- Labeled-object pointing data -
## START
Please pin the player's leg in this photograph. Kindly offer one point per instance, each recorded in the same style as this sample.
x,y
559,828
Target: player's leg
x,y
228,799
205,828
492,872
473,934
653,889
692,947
## END
- Exercise goal -
Recast every line of the data above as a JSON list of strings, one string per line, leaving out any blank lines.

- Exercise result -
[
  "Please pin the player's leg in this photograph. Kindly offer one point per instance, each recorded in the same style as this sample.",
  "x,y",
  "559,828",
  "Target: player's leg",
  "x,y",
  "228,799",
  "205,828",
  "492,872",
  "473,934",
  "653,889",
  "692,947"
]